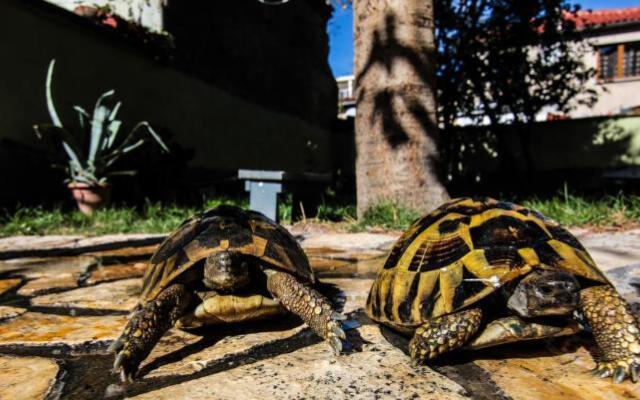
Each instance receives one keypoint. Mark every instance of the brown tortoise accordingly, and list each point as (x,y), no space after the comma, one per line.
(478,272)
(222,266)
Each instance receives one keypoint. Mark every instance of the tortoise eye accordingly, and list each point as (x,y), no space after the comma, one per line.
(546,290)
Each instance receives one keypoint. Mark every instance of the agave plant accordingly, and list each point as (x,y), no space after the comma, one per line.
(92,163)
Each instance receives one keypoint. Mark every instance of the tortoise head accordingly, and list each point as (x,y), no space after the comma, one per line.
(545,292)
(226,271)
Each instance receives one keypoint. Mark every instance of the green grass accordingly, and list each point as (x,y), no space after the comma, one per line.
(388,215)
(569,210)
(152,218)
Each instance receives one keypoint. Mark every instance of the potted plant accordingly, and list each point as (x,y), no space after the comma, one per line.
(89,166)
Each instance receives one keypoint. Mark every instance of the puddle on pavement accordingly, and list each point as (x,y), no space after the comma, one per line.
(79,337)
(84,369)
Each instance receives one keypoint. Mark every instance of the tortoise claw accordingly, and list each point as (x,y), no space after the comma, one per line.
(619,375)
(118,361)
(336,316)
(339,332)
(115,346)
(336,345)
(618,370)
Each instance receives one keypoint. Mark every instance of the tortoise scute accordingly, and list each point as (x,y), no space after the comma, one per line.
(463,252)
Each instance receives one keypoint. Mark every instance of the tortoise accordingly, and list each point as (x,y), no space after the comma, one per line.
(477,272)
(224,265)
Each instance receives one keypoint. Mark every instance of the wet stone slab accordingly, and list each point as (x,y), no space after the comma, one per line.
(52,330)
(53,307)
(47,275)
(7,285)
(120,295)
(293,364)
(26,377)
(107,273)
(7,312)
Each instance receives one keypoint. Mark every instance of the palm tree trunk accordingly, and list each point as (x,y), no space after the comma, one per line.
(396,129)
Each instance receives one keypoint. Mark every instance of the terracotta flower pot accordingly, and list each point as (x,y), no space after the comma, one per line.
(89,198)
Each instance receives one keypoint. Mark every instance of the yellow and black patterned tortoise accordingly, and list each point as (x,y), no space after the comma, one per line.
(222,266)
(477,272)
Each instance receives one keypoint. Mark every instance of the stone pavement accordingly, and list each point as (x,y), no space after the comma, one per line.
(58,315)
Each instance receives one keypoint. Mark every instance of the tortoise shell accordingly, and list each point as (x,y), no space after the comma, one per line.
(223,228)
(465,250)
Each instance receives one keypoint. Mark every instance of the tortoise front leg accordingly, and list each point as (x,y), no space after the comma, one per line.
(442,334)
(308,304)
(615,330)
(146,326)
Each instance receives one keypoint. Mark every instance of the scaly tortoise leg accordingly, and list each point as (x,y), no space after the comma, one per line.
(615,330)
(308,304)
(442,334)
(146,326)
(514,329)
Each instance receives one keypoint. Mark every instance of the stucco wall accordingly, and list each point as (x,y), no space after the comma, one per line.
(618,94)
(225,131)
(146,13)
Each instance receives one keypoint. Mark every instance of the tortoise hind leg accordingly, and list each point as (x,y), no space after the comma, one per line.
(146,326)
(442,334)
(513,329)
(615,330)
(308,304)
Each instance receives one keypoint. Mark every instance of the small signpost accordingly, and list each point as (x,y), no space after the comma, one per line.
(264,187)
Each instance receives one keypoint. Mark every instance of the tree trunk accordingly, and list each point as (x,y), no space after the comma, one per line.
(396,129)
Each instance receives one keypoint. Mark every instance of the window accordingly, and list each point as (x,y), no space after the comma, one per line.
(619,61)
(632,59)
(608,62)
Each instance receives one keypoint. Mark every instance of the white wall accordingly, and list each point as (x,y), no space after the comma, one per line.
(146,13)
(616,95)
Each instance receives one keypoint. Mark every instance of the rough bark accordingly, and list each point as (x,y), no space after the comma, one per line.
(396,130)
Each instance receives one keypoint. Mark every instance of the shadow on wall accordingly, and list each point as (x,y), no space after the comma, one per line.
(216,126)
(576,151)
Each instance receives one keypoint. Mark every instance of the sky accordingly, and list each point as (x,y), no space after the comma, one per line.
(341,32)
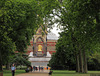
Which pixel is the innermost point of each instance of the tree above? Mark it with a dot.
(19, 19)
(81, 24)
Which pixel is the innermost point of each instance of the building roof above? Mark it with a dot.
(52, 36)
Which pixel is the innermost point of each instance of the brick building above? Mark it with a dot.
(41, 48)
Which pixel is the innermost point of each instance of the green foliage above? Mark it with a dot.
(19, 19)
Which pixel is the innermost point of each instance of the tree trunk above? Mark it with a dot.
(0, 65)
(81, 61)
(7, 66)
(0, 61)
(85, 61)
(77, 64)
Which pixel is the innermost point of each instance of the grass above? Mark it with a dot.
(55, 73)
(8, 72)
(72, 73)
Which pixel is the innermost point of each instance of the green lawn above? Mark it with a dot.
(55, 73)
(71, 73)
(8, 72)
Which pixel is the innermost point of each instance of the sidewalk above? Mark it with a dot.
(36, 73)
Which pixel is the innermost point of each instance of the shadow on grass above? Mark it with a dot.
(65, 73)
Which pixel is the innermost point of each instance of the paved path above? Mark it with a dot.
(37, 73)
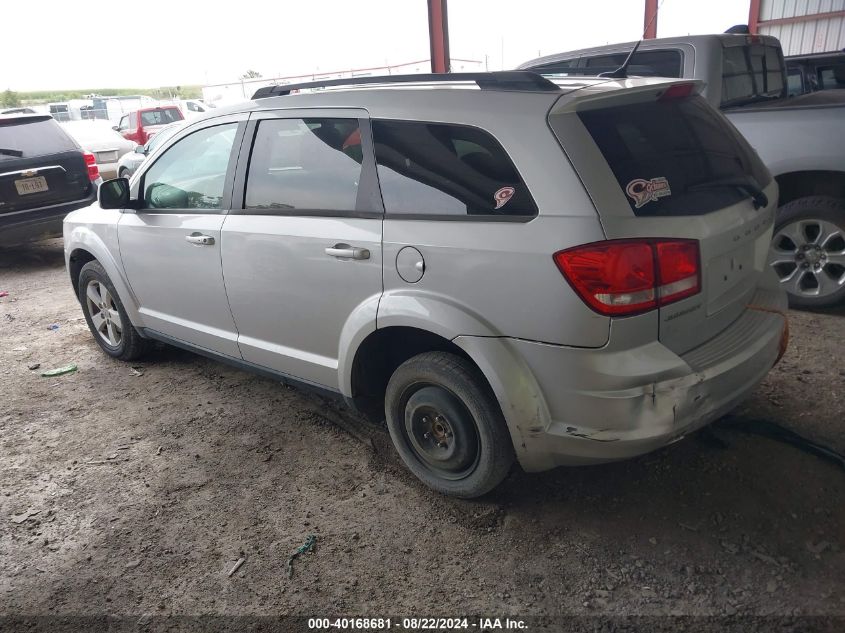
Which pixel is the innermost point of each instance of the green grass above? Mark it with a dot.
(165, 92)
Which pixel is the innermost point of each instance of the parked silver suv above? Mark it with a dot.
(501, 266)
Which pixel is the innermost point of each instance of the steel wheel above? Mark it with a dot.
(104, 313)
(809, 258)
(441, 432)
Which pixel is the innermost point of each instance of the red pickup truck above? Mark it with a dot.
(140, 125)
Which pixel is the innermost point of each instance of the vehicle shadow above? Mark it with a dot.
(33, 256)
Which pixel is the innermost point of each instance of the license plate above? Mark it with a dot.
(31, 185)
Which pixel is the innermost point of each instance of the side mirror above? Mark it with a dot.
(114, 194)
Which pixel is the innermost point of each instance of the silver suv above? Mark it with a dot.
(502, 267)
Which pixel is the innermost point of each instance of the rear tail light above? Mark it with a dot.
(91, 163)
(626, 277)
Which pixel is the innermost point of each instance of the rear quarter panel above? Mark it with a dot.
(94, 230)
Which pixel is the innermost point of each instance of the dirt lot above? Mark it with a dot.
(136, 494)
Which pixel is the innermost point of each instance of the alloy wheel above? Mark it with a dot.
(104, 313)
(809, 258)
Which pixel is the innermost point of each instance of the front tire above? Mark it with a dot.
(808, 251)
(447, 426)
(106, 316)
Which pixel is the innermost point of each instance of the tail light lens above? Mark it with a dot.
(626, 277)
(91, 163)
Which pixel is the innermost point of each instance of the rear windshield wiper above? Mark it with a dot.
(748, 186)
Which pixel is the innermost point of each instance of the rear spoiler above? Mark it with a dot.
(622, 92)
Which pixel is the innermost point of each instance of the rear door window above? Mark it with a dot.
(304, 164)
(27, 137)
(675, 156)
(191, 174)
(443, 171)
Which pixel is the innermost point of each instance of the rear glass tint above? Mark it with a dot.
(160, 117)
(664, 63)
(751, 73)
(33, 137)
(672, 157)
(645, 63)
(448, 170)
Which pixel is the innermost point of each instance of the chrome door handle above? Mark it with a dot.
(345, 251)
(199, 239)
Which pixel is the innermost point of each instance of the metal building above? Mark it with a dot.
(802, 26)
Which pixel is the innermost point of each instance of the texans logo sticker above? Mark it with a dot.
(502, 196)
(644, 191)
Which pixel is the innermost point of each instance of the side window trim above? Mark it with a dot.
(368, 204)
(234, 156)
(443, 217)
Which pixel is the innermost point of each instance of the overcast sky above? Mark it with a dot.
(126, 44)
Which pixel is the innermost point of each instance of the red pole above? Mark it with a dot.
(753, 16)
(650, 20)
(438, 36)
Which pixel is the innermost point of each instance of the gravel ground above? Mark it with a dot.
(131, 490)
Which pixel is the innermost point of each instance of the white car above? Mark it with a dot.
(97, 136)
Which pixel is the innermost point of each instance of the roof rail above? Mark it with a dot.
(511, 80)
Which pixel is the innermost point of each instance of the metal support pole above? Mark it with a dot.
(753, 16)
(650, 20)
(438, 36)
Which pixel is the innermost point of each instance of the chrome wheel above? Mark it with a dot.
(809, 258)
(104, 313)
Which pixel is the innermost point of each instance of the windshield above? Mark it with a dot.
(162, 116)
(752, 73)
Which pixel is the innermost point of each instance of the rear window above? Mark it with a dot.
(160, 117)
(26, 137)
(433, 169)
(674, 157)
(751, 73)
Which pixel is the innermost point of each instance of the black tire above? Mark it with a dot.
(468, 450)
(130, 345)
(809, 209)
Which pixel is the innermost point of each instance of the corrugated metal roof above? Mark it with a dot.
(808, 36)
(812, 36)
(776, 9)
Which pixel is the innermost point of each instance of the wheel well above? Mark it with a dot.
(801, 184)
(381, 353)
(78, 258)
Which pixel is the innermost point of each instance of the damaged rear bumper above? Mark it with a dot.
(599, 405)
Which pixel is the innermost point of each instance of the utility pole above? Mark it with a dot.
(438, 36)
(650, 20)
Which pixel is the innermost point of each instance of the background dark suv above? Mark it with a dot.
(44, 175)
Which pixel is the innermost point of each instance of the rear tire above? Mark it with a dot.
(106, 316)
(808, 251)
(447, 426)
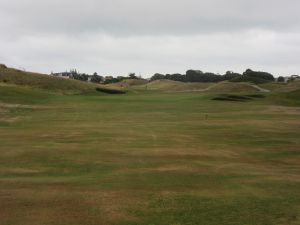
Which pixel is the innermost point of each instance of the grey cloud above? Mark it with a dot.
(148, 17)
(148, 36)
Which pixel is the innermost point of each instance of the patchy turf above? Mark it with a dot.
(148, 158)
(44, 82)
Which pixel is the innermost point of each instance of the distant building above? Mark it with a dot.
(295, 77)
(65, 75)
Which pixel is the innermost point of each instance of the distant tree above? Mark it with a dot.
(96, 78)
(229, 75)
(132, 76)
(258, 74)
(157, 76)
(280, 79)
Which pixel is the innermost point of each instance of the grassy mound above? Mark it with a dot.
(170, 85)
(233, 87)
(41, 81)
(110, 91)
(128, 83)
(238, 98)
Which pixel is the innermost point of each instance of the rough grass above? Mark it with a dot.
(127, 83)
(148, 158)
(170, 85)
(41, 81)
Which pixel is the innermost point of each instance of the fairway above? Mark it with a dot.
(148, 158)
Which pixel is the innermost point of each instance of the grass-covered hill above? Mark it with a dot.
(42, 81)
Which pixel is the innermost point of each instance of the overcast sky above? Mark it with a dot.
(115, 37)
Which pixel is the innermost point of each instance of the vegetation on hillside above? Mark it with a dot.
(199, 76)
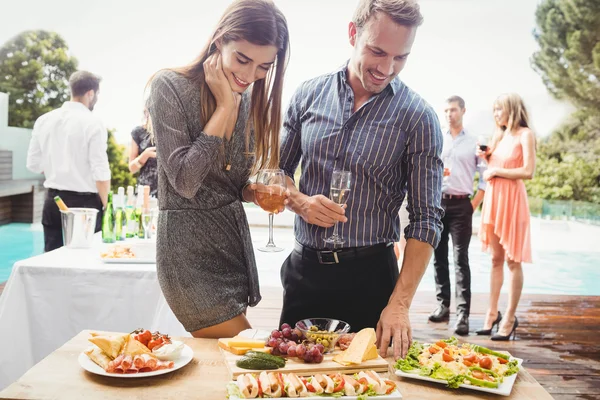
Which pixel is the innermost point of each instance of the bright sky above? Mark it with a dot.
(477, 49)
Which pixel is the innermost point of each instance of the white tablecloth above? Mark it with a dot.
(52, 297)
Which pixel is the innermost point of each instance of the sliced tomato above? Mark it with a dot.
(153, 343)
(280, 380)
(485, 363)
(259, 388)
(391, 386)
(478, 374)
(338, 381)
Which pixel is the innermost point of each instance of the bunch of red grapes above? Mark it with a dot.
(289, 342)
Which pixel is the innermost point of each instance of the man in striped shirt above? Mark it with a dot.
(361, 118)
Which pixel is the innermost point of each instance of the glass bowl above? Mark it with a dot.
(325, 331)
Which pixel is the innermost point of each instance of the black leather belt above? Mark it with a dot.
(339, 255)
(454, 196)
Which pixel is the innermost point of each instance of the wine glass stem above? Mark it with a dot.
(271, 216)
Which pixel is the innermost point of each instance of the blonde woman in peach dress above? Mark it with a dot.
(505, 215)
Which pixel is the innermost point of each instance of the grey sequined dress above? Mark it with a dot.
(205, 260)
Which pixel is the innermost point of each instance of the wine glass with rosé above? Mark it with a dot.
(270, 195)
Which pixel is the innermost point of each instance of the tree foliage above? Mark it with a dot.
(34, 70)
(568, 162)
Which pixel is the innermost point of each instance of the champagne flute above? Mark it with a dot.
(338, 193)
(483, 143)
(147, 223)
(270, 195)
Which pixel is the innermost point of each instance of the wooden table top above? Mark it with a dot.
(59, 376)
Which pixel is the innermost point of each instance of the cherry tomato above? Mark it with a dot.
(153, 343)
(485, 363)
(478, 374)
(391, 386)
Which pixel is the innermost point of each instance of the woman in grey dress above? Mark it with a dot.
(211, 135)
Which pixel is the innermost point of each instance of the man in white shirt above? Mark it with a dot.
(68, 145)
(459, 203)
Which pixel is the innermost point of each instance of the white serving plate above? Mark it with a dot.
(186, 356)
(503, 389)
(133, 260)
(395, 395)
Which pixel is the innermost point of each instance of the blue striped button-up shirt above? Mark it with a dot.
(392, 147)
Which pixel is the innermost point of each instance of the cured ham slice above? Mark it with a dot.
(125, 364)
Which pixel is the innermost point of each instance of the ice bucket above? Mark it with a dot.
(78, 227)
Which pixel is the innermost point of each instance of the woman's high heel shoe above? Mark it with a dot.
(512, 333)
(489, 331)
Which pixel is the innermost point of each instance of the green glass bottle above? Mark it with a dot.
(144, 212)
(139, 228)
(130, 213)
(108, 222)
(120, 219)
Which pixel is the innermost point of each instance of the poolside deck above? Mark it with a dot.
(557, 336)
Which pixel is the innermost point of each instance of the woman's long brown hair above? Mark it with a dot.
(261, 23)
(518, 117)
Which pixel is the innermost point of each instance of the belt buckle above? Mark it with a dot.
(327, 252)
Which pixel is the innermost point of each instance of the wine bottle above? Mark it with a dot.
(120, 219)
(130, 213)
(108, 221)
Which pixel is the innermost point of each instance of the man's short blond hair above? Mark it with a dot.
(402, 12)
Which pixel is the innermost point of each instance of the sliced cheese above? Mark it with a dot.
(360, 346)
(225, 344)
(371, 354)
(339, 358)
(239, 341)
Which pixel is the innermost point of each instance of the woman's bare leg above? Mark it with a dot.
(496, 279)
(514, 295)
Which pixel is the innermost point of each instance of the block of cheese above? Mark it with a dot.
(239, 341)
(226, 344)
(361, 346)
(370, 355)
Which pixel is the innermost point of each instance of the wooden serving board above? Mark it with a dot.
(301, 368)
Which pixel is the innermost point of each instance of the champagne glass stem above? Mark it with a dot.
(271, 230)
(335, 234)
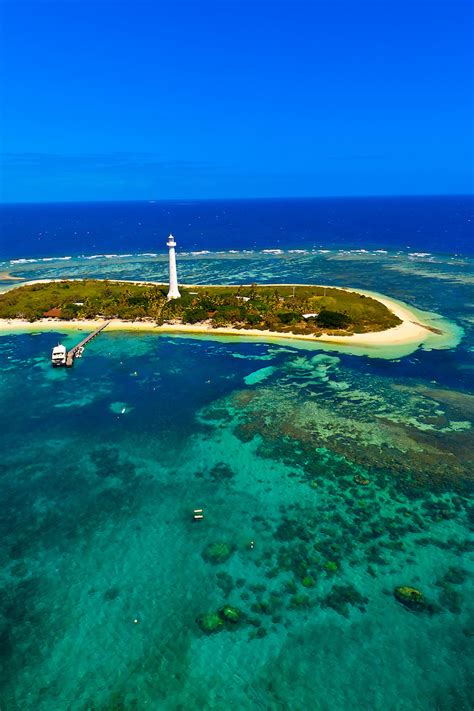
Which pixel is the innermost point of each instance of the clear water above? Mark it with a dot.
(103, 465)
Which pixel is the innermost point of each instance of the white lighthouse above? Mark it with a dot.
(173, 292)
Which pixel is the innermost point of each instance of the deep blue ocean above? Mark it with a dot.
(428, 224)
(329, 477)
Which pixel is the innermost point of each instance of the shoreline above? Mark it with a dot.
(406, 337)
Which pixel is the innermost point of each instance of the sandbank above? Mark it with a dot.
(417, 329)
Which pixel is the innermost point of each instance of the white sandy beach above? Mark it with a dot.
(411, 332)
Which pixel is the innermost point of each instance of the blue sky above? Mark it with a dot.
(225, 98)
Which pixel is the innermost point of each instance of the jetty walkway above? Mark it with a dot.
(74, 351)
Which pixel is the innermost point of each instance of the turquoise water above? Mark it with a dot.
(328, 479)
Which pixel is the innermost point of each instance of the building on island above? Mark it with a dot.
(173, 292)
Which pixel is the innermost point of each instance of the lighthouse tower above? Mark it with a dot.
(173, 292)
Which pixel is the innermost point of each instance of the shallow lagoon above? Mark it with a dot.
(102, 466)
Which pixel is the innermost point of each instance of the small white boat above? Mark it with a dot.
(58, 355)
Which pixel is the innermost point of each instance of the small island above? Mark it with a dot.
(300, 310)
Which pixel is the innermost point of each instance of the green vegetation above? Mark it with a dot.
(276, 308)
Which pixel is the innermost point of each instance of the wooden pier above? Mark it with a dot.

##########

**EXERCISE OBJECTIVE**
Your reply should be a verbatim retyping of the lines from the one that holds "vegetation above? Mark it with a dot." through the last line of the entries.

**TASK OUTPUT**
Which pixel is the innermost point of each instance of the green vegetation above? Mark it with a dot.
(276, 308)
Which pixel is the innermost point of each instance of the wooden pier above? Mark it with a dot.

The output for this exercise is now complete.